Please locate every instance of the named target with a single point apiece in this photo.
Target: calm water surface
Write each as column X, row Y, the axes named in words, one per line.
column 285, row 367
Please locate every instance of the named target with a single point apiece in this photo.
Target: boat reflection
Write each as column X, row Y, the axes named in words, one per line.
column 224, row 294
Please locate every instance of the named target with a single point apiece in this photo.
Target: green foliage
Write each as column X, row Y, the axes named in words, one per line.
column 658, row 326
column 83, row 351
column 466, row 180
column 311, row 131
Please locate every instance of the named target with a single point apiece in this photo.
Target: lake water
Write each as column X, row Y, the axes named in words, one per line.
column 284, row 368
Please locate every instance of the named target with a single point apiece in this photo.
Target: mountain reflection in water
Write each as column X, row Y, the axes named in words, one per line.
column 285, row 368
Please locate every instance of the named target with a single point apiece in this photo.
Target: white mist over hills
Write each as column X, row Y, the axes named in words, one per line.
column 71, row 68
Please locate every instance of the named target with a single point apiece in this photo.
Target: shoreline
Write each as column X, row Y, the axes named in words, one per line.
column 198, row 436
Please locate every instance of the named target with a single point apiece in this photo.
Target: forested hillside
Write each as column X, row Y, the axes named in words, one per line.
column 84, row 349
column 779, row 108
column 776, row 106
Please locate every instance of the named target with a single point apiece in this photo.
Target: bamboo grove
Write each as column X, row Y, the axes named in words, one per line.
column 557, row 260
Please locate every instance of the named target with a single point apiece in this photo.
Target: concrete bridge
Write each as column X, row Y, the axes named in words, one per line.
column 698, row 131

_WHAT THIS TASK INVOLVES_
Put each line of the material above into a JSON list of strings, with one string per line and any blank lines left out.

_SOLUTION FOR THIS PROBLEM_
[
  "Please locate every instance of the named target with a single point apiece in this photo.",
  "Target: calm water surface",
  "Write each as column X, row Y, the axes named in words, one per line.",
  "column 285, row 367",
  "Please locate every instance of the named target with a single point apiece in this photo.",
  "Target: boat reflection",
  "Write each as column X, row Y, the axes named in words, one per line.",
  "column 224, row 294",
  "Please locate every instance of the named target with a single point apiece in this photo.",
  "Target: green foliage",
  "Write each as column X, row Y, the axes named in words, one per line.",
  "column 658, row 326",
  "column 83, row 351",
  "column 466, row 180",
  "column 311, row 131",
  "Please locate every instance of the named target with a single point apiece in this photo.",
  "Target: lake water",
  "Write each as column X, row Y, the axes named in words, one per line.",
  "column 284, row 368",
  "Please locate every instance of the named target with a single point apiece in this photo.",
  "Target: mountain reflection in water",
  "Write each as column X, row Y, the axes named in words, one per line.",
  "column 285, row 368",
  "Please locate every instance of the named target with a single point apiece in this photo.",
  "Target: white mist over hills",
  "Write each as column X, row Y, the axes named in words, one per line.",
  "column 71, row 68",
  "Please locate every instance of the named target with a single point apiece in this photo.",
  "Target: shoreline",
  "Write each as column X, row Y, the axes named in words, one per line.",
  "column 198, row 436",
  "Please locate every instance of the named target with a single point apiece in this photo.",
  "Target: forested hillside",
  "Write each as column X, row Y, the axes named in words, one per line.",
  "column 84, row 349",
  "column 779, row 108",
  "column 776, row 106",
  "Please locate every instance of the named target with a single point apiece in this photo.",
  "Target: bamboo grove",
  "Write each as column X, row Y, the axes named in words, one per line.",
  "column 557, row 260",
  "Please locate every instance of the named target with a single point apiece in this photo.",
  "Target: concrete bridge",
  "Write each as column X, row Y, the axes named in words, one per line.",
  "column 698, row 131"
]